(Rows from an object-pointing dataset)
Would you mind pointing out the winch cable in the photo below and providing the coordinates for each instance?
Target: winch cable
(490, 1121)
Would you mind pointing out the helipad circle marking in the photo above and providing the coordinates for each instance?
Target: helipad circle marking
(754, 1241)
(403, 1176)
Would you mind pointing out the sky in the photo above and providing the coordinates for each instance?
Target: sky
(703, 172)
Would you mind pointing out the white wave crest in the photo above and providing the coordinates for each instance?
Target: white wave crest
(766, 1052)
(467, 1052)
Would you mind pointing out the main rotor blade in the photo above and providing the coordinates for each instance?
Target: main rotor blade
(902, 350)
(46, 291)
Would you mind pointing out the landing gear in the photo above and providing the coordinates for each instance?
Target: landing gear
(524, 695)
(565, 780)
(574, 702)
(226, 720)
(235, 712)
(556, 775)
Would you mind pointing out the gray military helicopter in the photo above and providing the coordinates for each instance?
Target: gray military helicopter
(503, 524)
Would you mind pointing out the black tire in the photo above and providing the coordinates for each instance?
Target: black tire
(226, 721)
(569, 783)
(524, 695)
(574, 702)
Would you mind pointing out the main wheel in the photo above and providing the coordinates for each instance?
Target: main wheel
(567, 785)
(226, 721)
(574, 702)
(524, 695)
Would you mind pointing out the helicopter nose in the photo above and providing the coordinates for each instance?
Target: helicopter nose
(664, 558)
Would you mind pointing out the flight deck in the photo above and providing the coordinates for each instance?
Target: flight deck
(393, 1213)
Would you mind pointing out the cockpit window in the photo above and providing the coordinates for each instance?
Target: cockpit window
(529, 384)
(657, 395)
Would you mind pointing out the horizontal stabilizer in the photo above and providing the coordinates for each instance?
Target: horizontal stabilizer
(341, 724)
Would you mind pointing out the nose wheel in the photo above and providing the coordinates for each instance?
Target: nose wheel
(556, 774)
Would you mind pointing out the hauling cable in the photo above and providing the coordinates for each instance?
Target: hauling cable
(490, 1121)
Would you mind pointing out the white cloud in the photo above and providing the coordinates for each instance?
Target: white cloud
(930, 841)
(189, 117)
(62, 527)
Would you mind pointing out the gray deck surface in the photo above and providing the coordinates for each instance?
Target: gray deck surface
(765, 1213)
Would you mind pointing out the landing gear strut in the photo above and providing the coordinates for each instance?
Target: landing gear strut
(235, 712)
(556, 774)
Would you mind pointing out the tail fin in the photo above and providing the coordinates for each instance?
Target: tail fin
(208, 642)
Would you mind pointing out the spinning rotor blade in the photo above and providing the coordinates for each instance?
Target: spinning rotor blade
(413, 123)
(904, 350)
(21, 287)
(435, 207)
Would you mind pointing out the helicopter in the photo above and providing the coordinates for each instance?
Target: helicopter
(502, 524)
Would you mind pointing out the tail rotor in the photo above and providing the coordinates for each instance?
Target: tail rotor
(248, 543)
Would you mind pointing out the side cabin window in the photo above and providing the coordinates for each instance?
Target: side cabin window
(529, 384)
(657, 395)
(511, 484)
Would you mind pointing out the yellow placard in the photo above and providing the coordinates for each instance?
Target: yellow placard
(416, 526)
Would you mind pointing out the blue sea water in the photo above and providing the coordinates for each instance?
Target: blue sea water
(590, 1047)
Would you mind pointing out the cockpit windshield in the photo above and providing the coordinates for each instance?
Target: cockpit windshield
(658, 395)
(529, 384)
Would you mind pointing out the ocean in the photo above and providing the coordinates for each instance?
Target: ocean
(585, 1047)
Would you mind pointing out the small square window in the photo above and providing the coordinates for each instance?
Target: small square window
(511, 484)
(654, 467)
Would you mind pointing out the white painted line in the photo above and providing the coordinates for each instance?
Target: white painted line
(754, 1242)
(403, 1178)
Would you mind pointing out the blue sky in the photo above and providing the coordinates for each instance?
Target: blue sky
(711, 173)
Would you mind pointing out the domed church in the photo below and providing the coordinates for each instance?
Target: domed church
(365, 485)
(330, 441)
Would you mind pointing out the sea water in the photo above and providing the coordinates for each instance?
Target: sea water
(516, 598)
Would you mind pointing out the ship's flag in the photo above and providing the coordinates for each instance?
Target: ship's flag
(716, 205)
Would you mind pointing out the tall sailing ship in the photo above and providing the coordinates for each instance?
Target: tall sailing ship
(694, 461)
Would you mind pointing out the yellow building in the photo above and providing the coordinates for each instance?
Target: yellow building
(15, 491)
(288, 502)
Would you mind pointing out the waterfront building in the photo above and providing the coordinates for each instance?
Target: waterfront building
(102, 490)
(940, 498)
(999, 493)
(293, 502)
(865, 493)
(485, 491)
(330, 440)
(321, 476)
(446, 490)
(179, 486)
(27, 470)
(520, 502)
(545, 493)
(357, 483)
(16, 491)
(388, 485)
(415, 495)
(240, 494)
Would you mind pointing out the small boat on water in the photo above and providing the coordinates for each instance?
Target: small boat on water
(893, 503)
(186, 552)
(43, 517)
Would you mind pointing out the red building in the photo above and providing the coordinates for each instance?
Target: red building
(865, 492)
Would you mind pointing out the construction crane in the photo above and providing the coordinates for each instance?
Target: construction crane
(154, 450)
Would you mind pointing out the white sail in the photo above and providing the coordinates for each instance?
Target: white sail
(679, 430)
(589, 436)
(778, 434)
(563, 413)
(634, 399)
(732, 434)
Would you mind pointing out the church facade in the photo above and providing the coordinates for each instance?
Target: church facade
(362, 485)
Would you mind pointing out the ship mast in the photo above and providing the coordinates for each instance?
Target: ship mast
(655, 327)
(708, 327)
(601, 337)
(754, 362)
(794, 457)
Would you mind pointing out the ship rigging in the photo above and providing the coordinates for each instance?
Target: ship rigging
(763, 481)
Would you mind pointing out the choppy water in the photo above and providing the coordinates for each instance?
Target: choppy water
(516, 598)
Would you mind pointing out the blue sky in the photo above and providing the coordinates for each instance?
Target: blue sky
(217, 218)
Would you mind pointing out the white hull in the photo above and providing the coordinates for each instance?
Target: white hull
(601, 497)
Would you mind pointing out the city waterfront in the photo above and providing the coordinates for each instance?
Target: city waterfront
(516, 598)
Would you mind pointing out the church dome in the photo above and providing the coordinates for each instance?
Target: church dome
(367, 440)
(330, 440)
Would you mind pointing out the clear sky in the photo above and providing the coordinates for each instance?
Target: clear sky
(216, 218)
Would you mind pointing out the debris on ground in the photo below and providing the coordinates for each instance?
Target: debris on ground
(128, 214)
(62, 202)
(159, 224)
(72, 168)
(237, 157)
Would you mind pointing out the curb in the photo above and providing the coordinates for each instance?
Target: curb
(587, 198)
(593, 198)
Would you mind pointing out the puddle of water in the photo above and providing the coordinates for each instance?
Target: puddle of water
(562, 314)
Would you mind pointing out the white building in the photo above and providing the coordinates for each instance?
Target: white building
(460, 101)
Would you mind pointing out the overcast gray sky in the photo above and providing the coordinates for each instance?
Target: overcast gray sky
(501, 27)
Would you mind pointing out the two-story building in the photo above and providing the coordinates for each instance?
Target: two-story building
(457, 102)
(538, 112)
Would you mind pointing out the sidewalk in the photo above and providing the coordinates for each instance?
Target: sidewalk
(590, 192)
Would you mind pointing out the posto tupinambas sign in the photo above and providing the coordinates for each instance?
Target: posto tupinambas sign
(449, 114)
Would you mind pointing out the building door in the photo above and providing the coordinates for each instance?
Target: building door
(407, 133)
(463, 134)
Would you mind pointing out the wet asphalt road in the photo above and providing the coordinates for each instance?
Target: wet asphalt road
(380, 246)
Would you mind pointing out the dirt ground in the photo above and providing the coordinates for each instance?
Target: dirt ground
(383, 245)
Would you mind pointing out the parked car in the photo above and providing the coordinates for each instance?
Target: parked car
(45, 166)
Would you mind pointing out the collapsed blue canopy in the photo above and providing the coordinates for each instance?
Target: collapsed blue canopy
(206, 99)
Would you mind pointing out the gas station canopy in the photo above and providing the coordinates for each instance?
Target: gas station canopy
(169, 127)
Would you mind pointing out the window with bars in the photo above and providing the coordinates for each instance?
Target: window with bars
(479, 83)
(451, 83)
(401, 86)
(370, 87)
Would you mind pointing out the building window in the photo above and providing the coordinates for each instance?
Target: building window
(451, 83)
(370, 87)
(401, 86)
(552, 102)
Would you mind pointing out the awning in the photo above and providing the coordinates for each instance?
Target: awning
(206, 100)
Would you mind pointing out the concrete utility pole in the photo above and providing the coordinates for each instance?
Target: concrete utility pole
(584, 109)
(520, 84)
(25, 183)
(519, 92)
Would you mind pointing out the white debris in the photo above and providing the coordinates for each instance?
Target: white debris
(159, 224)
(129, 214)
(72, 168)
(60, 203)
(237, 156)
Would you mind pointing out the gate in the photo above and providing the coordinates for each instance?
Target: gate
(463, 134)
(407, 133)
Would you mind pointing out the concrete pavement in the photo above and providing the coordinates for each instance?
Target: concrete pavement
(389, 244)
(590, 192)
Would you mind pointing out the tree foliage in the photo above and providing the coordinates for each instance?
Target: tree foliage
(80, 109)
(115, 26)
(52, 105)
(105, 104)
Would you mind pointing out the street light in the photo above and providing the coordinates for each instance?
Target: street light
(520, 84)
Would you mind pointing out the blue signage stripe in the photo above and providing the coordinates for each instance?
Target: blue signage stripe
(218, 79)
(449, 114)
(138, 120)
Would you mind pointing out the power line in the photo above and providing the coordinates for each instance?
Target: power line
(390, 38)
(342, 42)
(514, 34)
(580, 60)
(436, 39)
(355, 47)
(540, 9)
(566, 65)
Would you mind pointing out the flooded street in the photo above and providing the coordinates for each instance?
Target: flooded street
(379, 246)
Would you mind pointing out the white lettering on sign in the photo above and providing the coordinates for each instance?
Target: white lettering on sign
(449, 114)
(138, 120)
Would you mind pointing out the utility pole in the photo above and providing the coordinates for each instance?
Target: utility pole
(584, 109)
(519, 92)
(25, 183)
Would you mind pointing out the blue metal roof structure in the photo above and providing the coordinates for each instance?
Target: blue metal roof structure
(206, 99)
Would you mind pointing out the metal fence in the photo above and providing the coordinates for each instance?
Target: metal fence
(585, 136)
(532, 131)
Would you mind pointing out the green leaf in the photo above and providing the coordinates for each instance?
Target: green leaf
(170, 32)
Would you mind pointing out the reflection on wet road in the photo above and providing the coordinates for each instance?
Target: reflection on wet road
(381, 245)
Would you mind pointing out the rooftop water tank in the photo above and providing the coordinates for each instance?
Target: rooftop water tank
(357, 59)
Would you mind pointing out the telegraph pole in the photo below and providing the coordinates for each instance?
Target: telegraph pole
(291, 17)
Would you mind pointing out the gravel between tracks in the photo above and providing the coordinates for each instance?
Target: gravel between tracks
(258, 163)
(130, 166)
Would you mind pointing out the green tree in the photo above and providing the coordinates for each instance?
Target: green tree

→ **What is being asked**: Reproduce the material from its beginning through the line containing "(393, 1213)", inclusive, swapping "landing gear" for "undercarriage" and leaving everything else untouched. Return only those lines.

→ **Task result**:
Would you mind pointing out the winch cable in the photo below and providing the coordinates for each instance?
Target: winch cable
(490, 1121)
Would you mind pointing out the helipad circle marking in the photo above and providing the coordinates for each instance?
Target: helipad circle marking
(754, 1241)
(403, 1176)
Would you mind pointing out the sky in the photo above and providing the coordinates for each instance?
Target: sky
(703, 172)
Would you mind pointing out the white wave crest in the photo above and providing the coordinates for each instance?
Target: white wave crest
(766, 1052)
(467, 1052)
Would you mind pointing out the main rotor blade in the photo above and providing the coordinates for each instance?
Target: main rotor blade
(902, 350)
(46, 291)
Would you mind pointing out the undercarriage in the photo above and providing the coordinates for each instance?
Target: undercarriage
(524, 695)
(565, 780)
(574, 702)
(226, 720)
(235, 712)
(556, 775)
Would you mind pointing out the gray military helicopter in the photo above and providing the coordinates for each instance?
Target: gray military helicopter
(503, 524)
Would you mind pointing out the black tire in the photo above and providing the coordinates for each instance?
Target: black tire
(226, 721)
(569, 783)
(524, 695)
(574, 702)
Would you mind pointing out the main wheel in the photo above and providing the coordinates for each instance?
Target: main wheel
(567, 785)
(226, 721)
(574, 702)
(524, 695)
Would you mind pointing out the helicopter nose in the photo above and providing the coordinates for each instance?
Target: helicopter nose
(664, 558)
Would you mind pointing out the flight deck in the photo above and providing the coordinates for each instance?
Target: flight deck
(393, 1213)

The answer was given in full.